> Exercise prompt: Output the complete listing exactly, please, and keep the pictures out of it.
================================
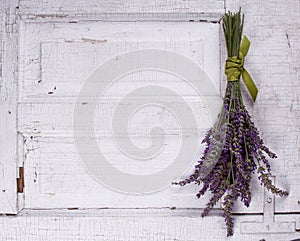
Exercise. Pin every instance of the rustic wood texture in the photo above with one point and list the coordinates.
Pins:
(273, 61)
(120, 225)
(8, 106)
(56, 45)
================================
> Task result:
Exercise. Pin every instance of the rustic wood texture in the photo above with one point and list the coordinates.
Pins:
(273, 61)
(120, 225)
(8, 106)
(56, 45)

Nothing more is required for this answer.